● **Passage provided**:
------------------------
By my count, at least 20 of those on the list fall into this founder/CEO category. I’m talking about luminaries like: Marc Benioff of Salesforce, Warren Buffett of Berkshire Hathaway, Barry Diller of IAC, Candy Ergen of DISH Networks, Lynn Jurich, CEO and cofounder of Sunrun, Aaron Levie, co-founder and CEO of Box, Marc Pincus, co=founder of Zynga, and Jeremy Stoppelman, co-founder and CEO of Yelp. At such companies, employees, investors, and the hand-picked boards accept that the firms were built — and operate — largely in the images of their founders. Accordingly, these bosses have much more leeway in using their lofty posts to endorse personal causes.
The bravest group
Only a few executives on the lists are MBAs who went to work at somebody else’s company and have risen to a very high level.A couple are reliable Democrats: Sheryl Sandberg of Facebook, a former Clinton hand (who should have some interesting conversations with Facebook board member Peter Thiel, who is a Trump delegate); and Eric Schmidt, of Alphabet.
But there are others who are surprises — and to me, quite intriguing. In endorsing Hillary Clinton, they are actually going out on something of a limb. They all report to superiors, and have to answer to employees, clients, suppliers, activist investors and board members who could get upset at their political advocacy. There’s James Murren, chairman and chief executive officer of MGM Resorts International, who hasn’t been notably political in the past; and, Jim Cicconi, senior executive vice president, AT&T service (he’s the company’s top lawyer) who is a lifelong Republican. Cicconi served in the Reagan White House and as deputy chief of staff in the first Bush administration.
Another is Wendell Weeks, the Chairman and CEO of Corning, Inc., Corning, the glass company with a long and storied history (you can read about it in this book I co-wrote many years ago.) For several generations, Corning was run by members of the Houghton family, who transitioned seamlessly from the executive suite to moderate Republican politics. Amory Houghton, Sr, the chairman from 1941 to 1961, was Eisenhower’s Ambassador to France. His son, Amory Houghton, Jr., who served as CEO from 1964 to 1983, represented upstate New York in Congress form 1986 to 2004, and was one of the last Rockefeller Republicans.
And so this former bastion of the moderate Republican establishment is now run by an executive who has endorsed a Democratic candidate for president.
Who is missing?
The list is also noteworthy for who it doesn’t include. There’s no one from Wall Street on this list.
No hedge fund studs, investment banking CEOs, or private equity honchos –even though many prominent money men (and money women) are explicitly backing Clinton and providing her with the cash to fuel the campaign.
When you’re competing in a popularity contest, it makes sense only to include endorsements from people who are popular.
------------------------
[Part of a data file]
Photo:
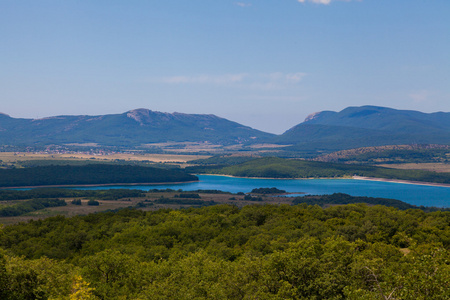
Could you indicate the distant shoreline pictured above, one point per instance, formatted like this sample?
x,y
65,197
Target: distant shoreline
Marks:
x,y
91,185
402,181
348,177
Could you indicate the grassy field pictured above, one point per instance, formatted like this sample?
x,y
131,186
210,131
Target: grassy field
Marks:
x,y
72,210
11,157
435,167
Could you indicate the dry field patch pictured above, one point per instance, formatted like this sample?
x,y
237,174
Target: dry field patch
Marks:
x,y
10,157
435,167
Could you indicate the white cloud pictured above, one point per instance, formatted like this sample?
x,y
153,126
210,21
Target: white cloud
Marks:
------------------------
Rewrite the passage about business leaders who endorsed Clinton from "No hedge fund" up to and including "fuel the campaign.", changing "honchos" to "executives".

No hedge fund studs, investment banking CEOs, or private equity executives –even though many prominent money men (and money women) are explicitly backing Clinton and providing her with the cash to fuel the campaign.